What the task requires
Return the stretch of the cardigan excerpt below from "The term originally" through "the early 2010s.", copied word for word.

Document excerpt

Cardigans are open fronted, either with or without buttons, usually knitted but sometimes woven. A garment that ties in front is usually considered a robe.
Knitted garments with zippers can also be referred to as cardigans. By contrast, a pullover does not open in front but is donned and doffed by "pulling over" the head. Cardigans may be machine- or hand-knitted. Traditionally, cardigans were made of wool but they may now be made of cotton, synthetic fibers, or any combination thereof. In British English, a baby's short cardigan is known as a matinee jacket.

==History==

Two men wearing cardigans under jackets in the early 20th century

The cardigan was named after James Brudenell, 7th Earl of Cardigan, a British Army major general who led the Charge of the Light Brigade at the Battle of Balaclava during the Crimean War. It is modelled after the knitted wool waistcoat that British officers supposedly wore during the war. The legend of the event and the fame that Lord Cardigan achieved after the war led to the rise of the garment's popularity – supposedly, Brudenell invented the cardigan after noticing that the tails of his coat had accidentally been burnt off in a fireplace.

The term originally referred only to a knitted sleeveless vest, but later it expanded to include other types of garment. Coco Chanel is credited with popularizing cardigans for women because "she hated how tight-necked men's sweaters messed up her hair when she pulled them over her head." The garment is mostly associated with the college culture of the Roaring Twenties and early 1930s, being also popular throughout the 1950s, 1970s, 1990s, 2000s and into the early 2010s.

==Usage==
Plain cardigans are often worn over shirts and inside suit jackets as a less formal version of the waistcoat or vest that restrains the necktie when the jacket has been removed. They are versatile and can be worn in casual or formal settings and in any season, but they are most often worn in cool weather.

The monochromatic cardigan, in sleeved or vest form, is a conservative fashion staple. As an item of formal clothing for any gender, it may be worn over a dress shirt. Less formally, it may be worn over a T-shirt.

Varsity letters for college and high school sports teams have been applied to cardigans and letterman jackets.

Data excerpts
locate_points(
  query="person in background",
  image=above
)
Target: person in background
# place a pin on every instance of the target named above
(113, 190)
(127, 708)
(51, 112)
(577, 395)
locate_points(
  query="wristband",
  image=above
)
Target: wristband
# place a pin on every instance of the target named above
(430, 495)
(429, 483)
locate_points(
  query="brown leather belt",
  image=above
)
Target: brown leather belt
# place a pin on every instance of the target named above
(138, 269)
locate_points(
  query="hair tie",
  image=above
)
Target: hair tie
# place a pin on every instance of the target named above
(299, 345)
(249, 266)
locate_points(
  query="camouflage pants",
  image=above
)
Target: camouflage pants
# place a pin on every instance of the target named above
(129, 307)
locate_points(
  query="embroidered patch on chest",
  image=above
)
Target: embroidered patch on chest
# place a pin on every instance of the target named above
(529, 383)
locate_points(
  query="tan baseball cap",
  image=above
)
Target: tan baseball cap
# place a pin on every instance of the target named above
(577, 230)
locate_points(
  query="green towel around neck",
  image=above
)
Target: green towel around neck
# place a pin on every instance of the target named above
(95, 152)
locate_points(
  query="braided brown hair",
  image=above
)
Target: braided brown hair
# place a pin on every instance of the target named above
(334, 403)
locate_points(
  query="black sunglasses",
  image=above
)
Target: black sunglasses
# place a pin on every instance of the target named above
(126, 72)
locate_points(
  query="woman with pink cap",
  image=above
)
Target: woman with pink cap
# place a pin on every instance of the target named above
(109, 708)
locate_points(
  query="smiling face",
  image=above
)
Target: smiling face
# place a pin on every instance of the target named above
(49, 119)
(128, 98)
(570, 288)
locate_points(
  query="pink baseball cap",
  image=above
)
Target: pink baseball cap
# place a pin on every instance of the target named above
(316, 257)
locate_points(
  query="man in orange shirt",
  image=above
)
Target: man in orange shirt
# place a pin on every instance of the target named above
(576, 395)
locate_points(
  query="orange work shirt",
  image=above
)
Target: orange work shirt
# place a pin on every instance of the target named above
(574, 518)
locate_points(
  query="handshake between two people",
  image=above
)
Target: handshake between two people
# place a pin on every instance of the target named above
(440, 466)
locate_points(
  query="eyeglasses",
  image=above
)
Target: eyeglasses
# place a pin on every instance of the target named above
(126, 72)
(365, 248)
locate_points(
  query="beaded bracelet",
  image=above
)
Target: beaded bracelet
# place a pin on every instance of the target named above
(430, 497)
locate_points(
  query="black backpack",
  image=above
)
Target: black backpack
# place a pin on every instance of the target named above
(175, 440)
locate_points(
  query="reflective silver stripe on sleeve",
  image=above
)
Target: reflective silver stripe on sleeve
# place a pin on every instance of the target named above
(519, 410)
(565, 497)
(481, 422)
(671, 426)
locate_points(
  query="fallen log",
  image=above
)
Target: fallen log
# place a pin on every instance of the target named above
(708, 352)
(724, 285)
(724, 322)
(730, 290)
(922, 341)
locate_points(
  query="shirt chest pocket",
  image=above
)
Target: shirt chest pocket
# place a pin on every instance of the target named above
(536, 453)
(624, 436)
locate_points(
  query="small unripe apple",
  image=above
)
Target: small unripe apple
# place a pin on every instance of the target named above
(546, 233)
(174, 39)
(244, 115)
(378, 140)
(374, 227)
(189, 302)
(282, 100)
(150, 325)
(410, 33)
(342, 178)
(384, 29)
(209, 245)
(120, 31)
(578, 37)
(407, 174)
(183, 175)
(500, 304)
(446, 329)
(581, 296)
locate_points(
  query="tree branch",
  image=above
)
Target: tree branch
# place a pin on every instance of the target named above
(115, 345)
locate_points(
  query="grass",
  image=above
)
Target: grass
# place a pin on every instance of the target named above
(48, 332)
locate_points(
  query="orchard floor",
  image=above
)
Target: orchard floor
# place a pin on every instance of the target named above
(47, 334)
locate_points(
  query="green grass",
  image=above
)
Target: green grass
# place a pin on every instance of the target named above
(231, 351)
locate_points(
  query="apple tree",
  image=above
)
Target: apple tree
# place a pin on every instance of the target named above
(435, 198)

Written solution
The term originally referred only to a knitted sleeveless vest, but later it expanded to include other types of garment. Coco Chanel is credited with popularizing cardigans for women because "she hated how tight-necked men's sweaters messed up her hair when she pulled them over her head." The garment is mostly associated with the college culture of the Roaring Twenties and early 1930s, being also popular throughout the 1950s, 1970s, 1990s, 2000s and into the early 2010s.